═════ READING TEXT
Mean value for the uncompressed images was 0.69, for JPEG was 0.60, for JPEG 2000 was 0.62. There was no significant difference by type (p = 0.478) or by level of compression (p = 0.541) and no interaction (p = 0.566). Because there was no overall significant difference by type or level and no consistent trend, we conclude that compression had no significant effect on accuracy, despite the apparent reduction overall.

Confidence

Mean value for the uncompressed images was 4.1, for JPEG was 4.03, for JPEG 2000 was 4.12. There was no significant difference by type (p = 0.430) or by level of compression (p = 0.250) and no interaction (p = 0.143). Because there was no overall significant difference by type or level and no consistent trend, we conclude that compression had no significant effect on confidence, despite the apparent reduction overall.

Perceived Difference

Mean value for the uncompressed images was 4.68, for JPEG was 4.16, for JPEG 2000 was 4.53. There was a significant difference by type (p = 0.05), but not by level of compression (p = 0.185) and no interaction (p = 0.453). JPEG images were perceived as significantly worse than J2000 or uncompressed images.

We then analyzed the correlation between confidence rating, perceived difference and accuracy. If image compression is resulting in significant loss of clarity (as measured by perceived difference) this should be reflected in lower accuracy and lower confidence. In fact, the correlations among the measures were very low. Correlation between the perceived difference and accuracy was −0.125 (n.s.). Similarly, the correlation between perceived difference and accuracy was−0.055. The relation between confidence and perceived difference was 0.263 (p = 0.001). Thus while image degradation was possible detectable (a greater perceived difference for JPEG, but not for JPEG 2000 images), this did not affect confidence or diagnostic accuracy.

Finally, we repeated the analysis within body system, as shown in Tables 3, 4, 5, 6, and 7. To control for type I error rate, we used a Bonferroni correction on the p value. Since there were a total of 75 computed p values, we used an alpha of 0.05/75 = 0.0007. Under these circumstances, although 12 of the 75 p values were less than 0.05, none achieved a significance level of 0.0007. Moreover, on inspection, there was no consistent pattern except that, as noted in the overall analysis, JPEG was rated lower on perceived difference for all four regions, and was significant and relatively large for chest (3.58 vs 4.53 for JPEG 2000 and 4.67 for uncompressed).
══════════
═════ GIVEN INFORMATION
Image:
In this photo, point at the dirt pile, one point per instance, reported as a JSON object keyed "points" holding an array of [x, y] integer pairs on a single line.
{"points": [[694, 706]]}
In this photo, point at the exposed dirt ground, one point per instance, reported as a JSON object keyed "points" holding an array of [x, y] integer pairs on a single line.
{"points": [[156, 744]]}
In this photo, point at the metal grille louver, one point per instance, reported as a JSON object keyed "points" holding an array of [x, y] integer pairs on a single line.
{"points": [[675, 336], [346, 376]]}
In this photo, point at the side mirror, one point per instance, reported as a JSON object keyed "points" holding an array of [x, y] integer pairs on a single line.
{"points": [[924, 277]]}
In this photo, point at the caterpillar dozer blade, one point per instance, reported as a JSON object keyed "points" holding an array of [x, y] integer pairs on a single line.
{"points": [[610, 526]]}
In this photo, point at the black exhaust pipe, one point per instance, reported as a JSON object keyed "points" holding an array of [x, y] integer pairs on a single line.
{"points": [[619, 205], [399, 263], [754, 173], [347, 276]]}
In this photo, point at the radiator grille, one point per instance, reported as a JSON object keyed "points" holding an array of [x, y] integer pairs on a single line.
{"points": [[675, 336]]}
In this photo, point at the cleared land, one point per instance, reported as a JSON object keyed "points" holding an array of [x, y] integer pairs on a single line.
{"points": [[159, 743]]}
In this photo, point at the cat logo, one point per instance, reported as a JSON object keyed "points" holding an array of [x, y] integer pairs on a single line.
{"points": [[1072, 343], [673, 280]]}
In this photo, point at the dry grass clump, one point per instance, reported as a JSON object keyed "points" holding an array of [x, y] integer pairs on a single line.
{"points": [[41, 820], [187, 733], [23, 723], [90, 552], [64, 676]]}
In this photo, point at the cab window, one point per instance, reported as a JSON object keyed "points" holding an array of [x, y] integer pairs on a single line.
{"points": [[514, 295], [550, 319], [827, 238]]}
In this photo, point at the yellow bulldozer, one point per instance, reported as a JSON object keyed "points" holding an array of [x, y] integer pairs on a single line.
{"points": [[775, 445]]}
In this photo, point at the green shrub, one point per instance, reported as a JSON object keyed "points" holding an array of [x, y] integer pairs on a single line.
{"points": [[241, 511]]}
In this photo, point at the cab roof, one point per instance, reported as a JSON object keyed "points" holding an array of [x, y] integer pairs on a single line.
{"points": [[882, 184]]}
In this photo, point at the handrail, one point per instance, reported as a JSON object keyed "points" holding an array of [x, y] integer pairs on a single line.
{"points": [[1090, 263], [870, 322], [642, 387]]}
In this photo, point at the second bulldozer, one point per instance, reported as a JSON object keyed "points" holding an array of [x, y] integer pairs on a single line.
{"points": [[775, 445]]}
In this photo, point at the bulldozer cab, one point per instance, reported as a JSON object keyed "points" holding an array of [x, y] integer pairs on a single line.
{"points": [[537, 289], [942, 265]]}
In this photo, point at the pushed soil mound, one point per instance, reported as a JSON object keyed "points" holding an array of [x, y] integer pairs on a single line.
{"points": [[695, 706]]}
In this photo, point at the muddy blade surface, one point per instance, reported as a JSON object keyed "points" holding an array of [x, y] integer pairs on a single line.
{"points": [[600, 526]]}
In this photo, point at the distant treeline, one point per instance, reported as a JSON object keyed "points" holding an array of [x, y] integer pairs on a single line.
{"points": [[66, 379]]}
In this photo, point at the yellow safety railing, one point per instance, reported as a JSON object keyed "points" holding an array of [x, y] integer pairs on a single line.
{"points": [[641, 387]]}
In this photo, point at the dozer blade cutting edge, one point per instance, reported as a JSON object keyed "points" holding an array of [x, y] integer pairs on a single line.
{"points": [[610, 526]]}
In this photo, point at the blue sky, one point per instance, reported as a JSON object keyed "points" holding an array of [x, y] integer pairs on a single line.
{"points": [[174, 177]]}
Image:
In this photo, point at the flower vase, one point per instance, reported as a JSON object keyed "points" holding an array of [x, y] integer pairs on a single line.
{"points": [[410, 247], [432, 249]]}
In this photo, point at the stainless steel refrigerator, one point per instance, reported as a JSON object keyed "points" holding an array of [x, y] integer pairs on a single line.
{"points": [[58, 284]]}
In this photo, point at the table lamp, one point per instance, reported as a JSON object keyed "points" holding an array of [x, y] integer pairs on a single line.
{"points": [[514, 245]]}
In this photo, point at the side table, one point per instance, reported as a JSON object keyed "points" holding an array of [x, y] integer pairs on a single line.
══════════
- [TASK SET]:
a) In the image compression text, list the mean value reported for JPEG images on each measure, and name each measure.
b) In the image compression text, what alpha level did the Bonferroni correction yield for the analysis within body system?

- [RESULTS OF THE TASKS]:
a)
Accuracy: 0.60
Confidence: 4.03
Perceived difference: 4.16

b) 0.0007 (0.05/75, for 75 computed p values).